# Text block
>>>
Author: Brandon Schuh, Senior Vice President at U.S. Insurance Broker Christensen Group
When we think of companies innovating, we don’t usually think of insurance companies. With constant headlines of artificial intelligence, cloud computing, electric vehicles, autonomous vehicles, and the like, most of the innovation that goes on is happening in technology. Because of this constant refresh in tech and product, insurance is forced to keep up.
There isn’t a whole lot of glitz and glamour, but the insurance sector is innovating at a faster pace than ever. Few places better depict that innovation than the micromobility/new mobility space. Mobility is at the heart of the shared economy and happens to be one of the more risk-centric exposures.
Over the last several months, I’ve noticed a few trends that stick out and are becoming a more integral part of the day-to-day brokering in micromobility.
The insurers reentrance
We are beginning to finally see more interest from new markets. Because of early legal issues in 2018 with the kick-off of the shared scooter space, micromobility became a scary word for underwriters. There was a lot of negative attention and anecdotes that became almost gospel when submissions came in. From streets littered with scooters and bikes to accidents, hyperbole was being pushed out like fishing tales across the spectrum and it really restricted markets that were interested in getting involved. Years later, with very few casualty claims penetrating carrier layers, those tales of fiction have dissipated to lore. We are seeing renewed interest and more capacity to enter micromobility. It’s been a slow reentrance but a reentrance none-the-less. The space remains a challenging one to insure and must still be carefully considered when it comes to premium. But ultimately, this will be a good thing for everyone.
Quotas & Slides – where operators can take risk
A large part of premiums are derived from the risk-taking that the operator decides to take. Most carriers in this space have, from day one, taken the approach that there needs to be a significant amount of “skin in the game” by the operator/insured. This trend continues (and by the way it continues in many industries and not just micromobility). Beyond the basics like Self-Insured Retentions, a trend we’ve been seeing of late (and one we enjoy looking at) is studying other areas where the operator can take risk. This could range from the client taking a “Quota” of the risk themselves, to ventilating their excess layers, or even using a performance based “slide” of some kind where, depending on the claims activity, the operator can earn premium back. Of course, there are always ideas around captives and creating an operator owned insurance entity. Captives are not usually a solution for a high-claims frequency environment, but they have their place.
<<<
# Provided material
>>>
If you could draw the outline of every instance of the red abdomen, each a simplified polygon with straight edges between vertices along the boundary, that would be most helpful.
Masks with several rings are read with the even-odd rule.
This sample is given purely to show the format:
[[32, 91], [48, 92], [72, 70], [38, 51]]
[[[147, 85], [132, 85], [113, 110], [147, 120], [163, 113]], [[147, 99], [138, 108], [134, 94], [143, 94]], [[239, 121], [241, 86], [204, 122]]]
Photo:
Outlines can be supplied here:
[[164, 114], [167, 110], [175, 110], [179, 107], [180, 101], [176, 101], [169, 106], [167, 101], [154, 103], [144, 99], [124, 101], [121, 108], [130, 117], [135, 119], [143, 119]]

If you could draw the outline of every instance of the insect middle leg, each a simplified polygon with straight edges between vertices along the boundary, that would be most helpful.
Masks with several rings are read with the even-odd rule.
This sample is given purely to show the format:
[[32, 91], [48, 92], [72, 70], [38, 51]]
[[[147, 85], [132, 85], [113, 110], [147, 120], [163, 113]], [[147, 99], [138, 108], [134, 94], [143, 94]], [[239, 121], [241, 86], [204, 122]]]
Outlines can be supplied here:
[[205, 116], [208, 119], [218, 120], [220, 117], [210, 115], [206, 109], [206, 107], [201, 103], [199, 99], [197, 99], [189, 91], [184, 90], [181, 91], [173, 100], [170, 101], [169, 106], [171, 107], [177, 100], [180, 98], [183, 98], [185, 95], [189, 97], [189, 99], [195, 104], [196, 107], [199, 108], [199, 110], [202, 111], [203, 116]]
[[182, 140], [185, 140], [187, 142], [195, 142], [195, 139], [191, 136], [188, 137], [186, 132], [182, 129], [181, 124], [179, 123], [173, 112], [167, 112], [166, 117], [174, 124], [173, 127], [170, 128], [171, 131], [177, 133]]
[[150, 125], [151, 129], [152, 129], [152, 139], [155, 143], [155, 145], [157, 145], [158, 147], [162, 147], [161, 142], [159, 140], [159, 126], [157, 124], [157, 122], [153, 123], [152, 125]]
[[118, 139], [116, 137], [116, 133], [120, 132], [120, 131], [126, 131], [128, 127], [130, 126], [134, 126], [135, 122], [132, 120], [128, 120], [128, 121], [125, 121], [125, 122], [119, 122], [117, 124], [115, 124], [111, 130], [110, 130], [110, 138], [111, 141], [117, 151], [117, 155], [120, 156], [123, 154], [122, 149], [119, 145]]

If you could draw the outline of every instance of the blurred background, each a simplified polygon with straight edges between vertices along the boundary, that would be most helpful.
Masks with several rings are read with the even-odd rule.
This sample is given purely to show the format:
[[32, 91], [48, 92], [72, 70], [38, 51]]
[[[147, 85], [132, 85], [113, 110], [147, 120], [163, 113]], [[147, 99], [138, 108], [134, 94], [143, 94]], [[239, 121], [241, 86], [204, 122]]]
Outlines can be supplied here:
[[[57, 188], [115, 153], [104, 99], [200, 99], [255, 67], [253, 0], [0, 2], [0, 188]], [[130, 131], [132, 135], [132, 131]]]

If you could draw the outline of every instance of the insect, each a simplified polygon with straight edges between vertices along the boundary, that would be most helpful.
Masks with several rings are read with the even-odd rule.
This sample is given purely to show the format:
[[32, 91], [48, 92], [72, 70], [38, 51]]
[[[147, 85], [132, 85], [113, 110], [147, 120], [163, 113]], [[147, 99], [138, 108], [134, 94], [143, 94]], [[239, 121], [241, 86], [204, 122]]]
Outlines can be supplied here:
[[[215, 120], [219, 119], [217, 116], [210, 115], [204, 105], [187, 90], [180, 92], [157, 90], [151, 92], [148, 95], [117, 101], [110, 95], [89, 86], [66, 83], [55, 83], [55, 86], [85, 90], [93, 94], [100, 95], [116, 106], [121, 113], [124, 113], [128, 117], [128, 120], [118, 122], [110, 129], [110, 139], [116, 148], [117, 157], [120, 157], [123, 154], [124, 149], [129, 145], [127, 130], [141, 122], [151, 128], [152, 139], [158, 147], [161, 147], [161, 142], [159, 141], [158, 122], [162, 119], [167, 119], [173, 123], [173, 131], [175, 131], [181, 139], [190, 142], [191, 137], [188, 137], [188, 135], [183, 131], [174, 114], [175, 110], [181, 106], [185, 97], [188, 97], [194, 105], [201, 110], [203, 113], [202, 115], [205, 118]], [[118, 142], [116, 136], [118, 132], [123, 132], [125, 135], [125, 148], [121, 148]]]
<<<
# Given task
Answer these questions using the article on micromobility insurance:
1. According to the article, which space depicts insurance innovation better than almost any other?
2. In what year did the early legal issues that made micromobility a scary word for underwriters occur?
3. In what kind of environment are captives not usually a solution?

# Right answer
1. The micromobility/new mobility space.
2. 2018.
3. A high-claims frequency environment.